Exercise> Return all of the entries below exactly as they are given.

Dataset records:
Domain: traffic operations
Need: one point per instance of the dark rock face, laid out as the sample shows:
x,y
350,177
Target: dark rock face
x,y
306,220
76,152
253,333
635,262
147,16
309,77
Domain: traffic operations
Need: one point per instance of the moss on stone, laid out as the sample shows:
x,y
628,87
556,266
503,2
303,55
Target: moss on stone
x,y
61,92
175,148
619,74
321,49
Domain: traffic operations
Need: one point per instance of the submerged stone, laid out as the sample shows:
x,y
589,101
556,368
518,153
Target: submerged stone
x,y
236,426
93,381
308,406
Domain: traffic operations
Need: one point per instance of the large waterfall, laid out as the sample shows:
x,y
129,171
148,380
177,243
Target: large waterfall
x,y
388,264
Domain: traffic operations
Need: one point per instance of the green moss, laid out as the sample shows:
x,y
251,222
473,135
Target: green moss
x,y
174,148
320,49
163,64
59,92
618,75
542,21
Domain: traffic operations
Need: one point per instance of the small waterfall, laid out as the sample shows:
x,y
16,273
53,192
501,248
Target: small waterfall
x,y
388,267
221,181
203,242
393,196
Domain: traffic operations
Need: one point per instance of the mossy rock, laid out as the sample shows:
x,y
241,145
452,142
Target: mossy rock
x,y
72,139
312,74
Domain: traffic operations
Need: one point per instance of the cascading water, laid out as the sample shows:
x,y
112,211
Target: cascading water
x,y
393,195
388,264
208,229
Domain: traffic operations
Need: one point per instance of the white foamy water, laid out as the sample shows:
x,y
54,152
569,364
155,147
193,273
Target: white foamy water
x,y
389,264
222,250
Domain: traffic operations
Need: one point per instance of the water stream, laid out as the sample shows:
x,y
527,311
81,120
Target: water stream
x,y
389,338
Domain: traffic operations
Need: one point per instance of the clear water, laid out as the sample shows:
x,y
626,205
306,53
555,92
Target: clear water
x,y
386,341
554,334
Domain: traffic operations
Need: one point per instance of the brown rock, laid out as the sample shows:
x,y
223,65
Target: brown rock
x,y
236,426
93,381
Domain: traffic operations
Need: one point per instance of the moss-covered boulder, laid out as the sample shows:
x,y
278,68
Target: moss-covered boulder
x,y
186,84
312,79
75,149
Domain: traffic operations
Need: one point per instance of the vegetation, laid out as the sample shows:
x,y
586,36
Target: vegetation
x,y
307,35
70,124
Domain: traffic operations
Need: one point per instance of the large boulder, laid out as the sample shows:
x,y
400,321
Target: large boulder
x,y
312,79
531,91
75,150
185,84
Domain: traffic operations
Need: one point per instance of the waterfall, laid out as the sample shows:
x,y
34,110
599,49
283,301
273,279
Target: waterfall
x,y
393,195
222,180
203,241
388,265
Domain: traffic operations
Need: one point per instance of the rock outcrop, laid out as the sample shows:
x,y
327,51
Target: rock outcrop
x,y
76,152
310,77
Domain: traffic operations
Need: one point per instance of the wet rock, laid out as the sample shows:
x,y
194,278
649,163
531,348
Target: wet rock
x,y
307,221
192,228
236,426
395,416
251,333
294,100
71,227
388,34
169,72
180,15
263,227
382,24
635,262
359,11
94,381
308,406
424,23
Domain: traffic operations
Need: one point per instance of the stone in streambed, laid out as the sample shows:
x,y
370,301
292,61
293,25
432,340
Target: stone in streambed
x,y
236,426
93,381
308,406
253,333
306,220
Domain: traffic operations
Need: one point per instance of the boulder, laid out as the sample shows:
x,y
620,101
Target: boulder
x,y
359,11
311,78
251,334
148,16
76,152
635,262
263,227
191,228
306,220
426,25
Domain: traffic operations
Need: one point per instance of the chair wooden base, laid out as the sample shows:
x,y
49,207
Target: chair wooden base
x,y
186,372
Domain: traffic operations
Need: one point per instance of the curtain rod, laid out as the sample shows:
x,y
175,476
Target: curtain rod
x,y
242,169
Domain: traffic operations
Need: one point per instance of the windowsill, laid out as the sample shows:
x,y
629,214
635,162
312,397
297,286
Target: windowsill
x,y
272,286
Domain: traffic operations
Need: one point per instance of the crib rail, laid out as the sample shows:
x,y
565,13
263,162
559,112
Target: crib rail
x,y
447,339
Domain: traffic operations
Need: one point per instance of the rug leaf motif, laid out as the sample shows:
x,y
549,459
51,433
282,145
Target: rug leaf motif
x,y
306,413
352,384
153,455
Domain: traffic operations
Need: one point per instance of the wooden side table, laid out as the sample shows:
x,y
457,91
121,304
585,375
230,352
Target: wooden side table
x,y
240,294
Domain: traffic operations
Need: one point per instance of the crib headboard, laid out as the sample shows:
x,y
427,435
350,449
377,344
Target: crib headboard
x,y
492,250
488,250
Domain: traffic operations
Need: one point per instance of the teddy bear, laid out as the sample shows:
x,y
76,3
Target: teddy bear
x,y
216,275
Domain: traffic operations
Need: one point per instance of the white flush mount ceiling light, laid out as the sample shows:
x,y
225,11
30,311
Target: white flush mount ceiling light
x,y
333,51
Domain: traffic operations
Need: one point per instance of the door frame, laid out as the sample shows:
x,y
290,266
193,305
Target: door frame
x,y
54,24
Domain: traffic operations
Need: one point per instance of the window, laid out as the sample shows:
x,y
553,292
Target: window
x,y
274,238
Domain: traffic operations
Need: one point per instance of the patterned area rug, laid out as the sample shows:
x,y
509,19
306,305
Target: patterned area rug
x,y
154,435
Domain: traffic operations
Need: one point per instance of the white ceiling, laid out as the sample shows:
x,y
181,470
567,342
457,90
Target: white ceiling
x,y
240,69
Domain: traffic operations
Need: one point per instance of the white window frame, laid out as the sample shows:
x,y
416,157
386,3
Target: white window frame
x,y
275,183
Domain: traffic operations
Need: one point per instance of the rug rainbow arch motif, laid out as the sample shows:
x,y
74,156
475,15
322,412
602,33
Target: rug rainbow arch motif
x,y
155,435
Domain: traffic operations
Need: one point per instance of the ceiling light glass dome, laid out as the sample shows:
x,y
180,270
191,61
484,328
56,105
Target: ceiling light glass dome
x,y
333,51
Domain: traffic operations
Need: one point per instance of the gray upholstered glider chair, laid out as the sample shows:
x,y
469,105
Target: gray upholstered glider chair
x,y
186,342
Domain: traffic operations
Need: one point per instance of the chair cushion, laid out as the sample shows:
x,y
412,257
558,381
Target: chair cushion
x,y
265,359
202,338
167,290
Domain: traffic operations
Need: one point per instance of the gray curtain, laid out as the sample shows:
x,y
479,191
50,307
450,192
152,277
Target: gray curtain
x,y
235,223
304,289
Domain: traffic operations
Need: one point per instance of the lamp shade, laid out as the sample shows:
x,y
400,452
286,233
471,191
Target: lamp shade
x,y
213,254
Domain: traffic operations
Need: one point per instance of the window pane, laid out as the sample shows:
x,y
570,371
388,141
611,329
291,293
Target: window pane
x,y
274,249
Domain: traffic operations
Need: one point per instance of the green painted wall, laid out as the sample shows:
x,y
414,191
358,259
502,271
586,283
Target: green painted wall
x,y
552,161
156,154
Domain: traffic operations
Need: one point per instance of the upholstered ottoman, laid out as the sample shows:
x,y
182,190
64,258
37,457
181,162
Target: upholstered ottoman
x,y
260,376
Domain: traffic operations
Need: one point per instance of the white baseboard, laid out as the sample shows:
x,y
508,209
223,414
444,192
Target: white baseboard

Answer section>
Domain: traffic operations
Need: one point per instance of the dark rock face, laid out as the sample shows:
x,y
350,177
Target: dark rock face
x,y
306,220
76,152
253,333
635,262
147,16
309,77
Domain: traffic operations
Need: one point per instance of the moss on stone, laid out as the sample shows:
x,y
628,87
556,266
503,2
303,55
Target: moss on stone
x,y
61,92
175,148
619,74
321,49
Domain: traffic operations
Need: one point per instance of the submerged stone, laid out as the sample shows:
x,y
589,101
556,368
518,153
Target: submerged stone
x,y
236,426
93,381
308,406
Domain: traffic operations
Need: one point per instance of the large waterfall, laid out as the sample shows:
x,y
129,171
148,380
177,243
Target: large waterfall
x,y
388,264
Domain: traffic operations
Need: one point per instance of the green moss, laid out as the sample shows:
x,y
251,222
473,135
Target: green moss
x,y
174,148
320,49
163,64
59,92
618,75
542,21
Domain: traffic operations
Need: one point per instance of the small waterfall, laid out as the sample shows:
x,y
16,273
53,192
501,248
Target: small waterfall
x,y
388,267
221,181
203,242
393,196
Domain: traffic operations
Need: one point per instance of the mossy rock, laid out as the sample shows:
x,y
241,145
452,142
Target: mossy rock
x,y
72,139
312,74
Domain: traffic operations
Need: one point per instance of the cascading water, laid out as the sample shows:
x,y
112,211
Target: cascading water
x,y
393,195
388,264
208,229
Domain: traffic operations
Need: one point per instance of the white foamy water, laid out as the sample shows:
x,y
54,152
569,364
155,147
193,273
Target: white foamy water
x,y
389,264
222,250
Domain: traffic operations
Need: one point per instance of the water stream, laid out as the sample shows:
x,y
527,311
81,120
Target: water stream
x,y
389,338
Domain: traffic operations
Need: one point per instance of the clear water, laid out as the sample shows:
x,y
626,205
306,53
555,92
Target: clear water
x,y
386,341
554,334
Domain: traffic operations
Need: one point per instance of the brown rock, laid out as the sample shows:
x,y
223,65
Target: brown rock
x,y
236,426
93,381
Domain: traffic operations
Need: one point per instance of the moss-covered boulder, laid out as the sample shows:
x,y
278,68
Target: moss-covered boulder
x,y
186,84
312,79
75,149
Domain: traffic operations
Need: one point per instance of the vegetation, laid out as the sample shows:
x,y
586,36
Target: vegetation
x,y
307,35
70,124
Domain: traffic operations
Need: one point per instance of the large boulder, laid out as the sample shows:
x,y
400,321
Target: large boulder
x,y
312,79
531,91
75,150
185,84
Domain: traffic operations
Need: one point per instance of the waterfall, laid out as the sample shows:
x,y
34,110
599,49
283,301
273,279
Target: waterfall
x,y
393,195
222,180
203,241
388,265
Domain: traffic operations
Need: one point per instance of the rock outcrop, laid out as the sample shows:
x,y
327,51
Target: rock outcrop
x,y
76,152
310,77
Domain: traffic operations
Need: one point per instance of the wet rock, laid out as the sample shows:
x,y
194,278
649,163
531,348
Target: wet rock
x,y
307,221
192,228
236,426
395,416
251,333
294,100
71,227
388,34
169,72
180,15
263,227
382,24
635,262
359,11
94,381
308,406
424,23
Domain: traffic operations
Need: one point per instance of the stone in streambed, laid out as the sample shows:
x,y
370,301
292,61
293,25
432,340
Target: stone in streambed
x,y
236,426
93,381
308,406
253,333
306,220
Domain: traffic operations
Need: one point per instance of the boulder, laid out as the sample shows:
x,y
620,101
Target: boulder
x,y
359,11
311,78
251,334
148,16
76,152
635,262
263,227
191,228
306,220
426,25
Domain: traffic operations
Need: one point per instance of the chair wooden base, laid out as the sample shows:
x,y
49,207
Target: chair wooden base
x,y
186,372
Domain: traffic operations
Need: one point per instance of the curtain rod, laid out as the sample shows:
x,y
175,476
Target: curtain rod
x,y
242,169
Domain: traffic operations
Need: one point per instance of the windowsill, laid out as the sample shows:
x,y
629,214
635,162
312,397
297,286
Target: windowsill
x,y
272,286
Domain: traffic operations
Need: one point per instance of the crib rail, laid out as the sample shows:
x,y
565,13
263,162
559,112
Target: crib rail
x,y
447,339
Domain: traffic operations
Need: one point per instance of the rug leaf motif, laid out as the sample shows:
x,y
549,459
51,433
282,145
Target: rug leaf motif
x,y
306,413
352,384
153,455
Domain: traffic operations
Need: one point per instance of the wooden side table, laid out as the sample shows:
x,y
457,91
121,304
585,375
230,352
Target: wooden side table
x,y
240,294
Domain: traffic operations
Need: one point per instance of the crib headboard, laid out as the sample shows:
x,y
427,435
350,449
377,344
Target: crib headboard
x,y
492,250
488,250
Domain: traffic operations
Need: one point per instance of the teddy bear, laid out as the sample shows:
x,y
76,3
Target: teddy bear
x,y
216,275
Domain: traffic operations
Need: one point per instance of the white flush mount ceiling light, laid out as the sample shows:
x,y
225,11
30,311
Target: white flush mount ceiling light
x,y
333,51
Domain: traffic operations
Need: one point per instance of the door frame, laid out as the sample shows:
x,y
290,266
193,305
Target: door frame
x,y
54,24
Domain: traffic operations
Need: one point per instance of the window, laid out as the sample shows:
x,y
553,292
Target: window
x,y
274,238
Domain: traffic operations
Need: one point per instance of the patterned area rug, laid out as the sample shows:
x,y
509,19
306,305
Target: patterned area rug
x,y
154,435
Domain: traffic operations
Need: one point per instance of the white ceiling, laid out as the sample shows:
x,y
181,470
567,342
457,90
Target: white ceiling
x,y
240,69
Domain: traffic operations
Need: one point per instance of the white window frame, laid out as the sample shows:
x,y
416,157
386,3
Target: white window frame
x,y
275,183
Domain: traffic operations
Need: one point per instance of the rug rainbow arch motif, laid out as the sample shows:
x,y
74,156
475,15
322,412
602,33
Target: rug rainbow arch motif
x,y
155,435
Domain: traffic operations
Need: one point per instance of the ceiling light glass dome, laid out as the sample shows:
x,y
180,270
191,61
484,328
56,105
Target: ceiling light glass dome
x,y
333,51
Domain: traffic operations
Need: one point per instance of the gray upholstered glider chair, laid out as the sample shows:
x,y
469,105
Target: gray upholstered glider chair
x,y
186,342
Domain: traffic operations
Need: one point per instance of the chair cushion, laid out as the sample shows:
x,y
412,257
558,381
Target: chair cushion
x,y
265,359
202,338
167,290
Domain: traffic operations
Need: one point per instance of the gray curtain, laid out as the sample shows:
x,y
479,191
50,307
450,192
152,277
Target: gray curtain
x,y
235,223
304,289
Domain: traffic operations
Need: one point per instance of the lamp shade, laid out as the sample shows:
x,y
400,452
286,233
471,191
Target: lamp shade
x,y
213,254
Domain: traffic operations
Need: one point per instance of the window pane, laid out as the sample shows:
x,y
570,371
388,141
611,329
291,293
Target: window pane
x,y
274,249
Domain: traffic operations
Need: one point per instance of the green painted wall, laid out as the sample shows:
x,y
414,191
358,259
502,271
586,283
Target: green painted wall
x,y
552,161
156,154
Domain: traffic operations
Need: one point per instance of the upholstered ottoman, laid out as the sample shows:
x,y
182,190
64,258
37,457
181,162
Target: upholstered ottoman
x,y
260,376
Domain: traffic operations
Need: one point per instance of the white baseboard, laid out as the sample shows:
x,y
508,209
223,414
444,192
Target: white baseboard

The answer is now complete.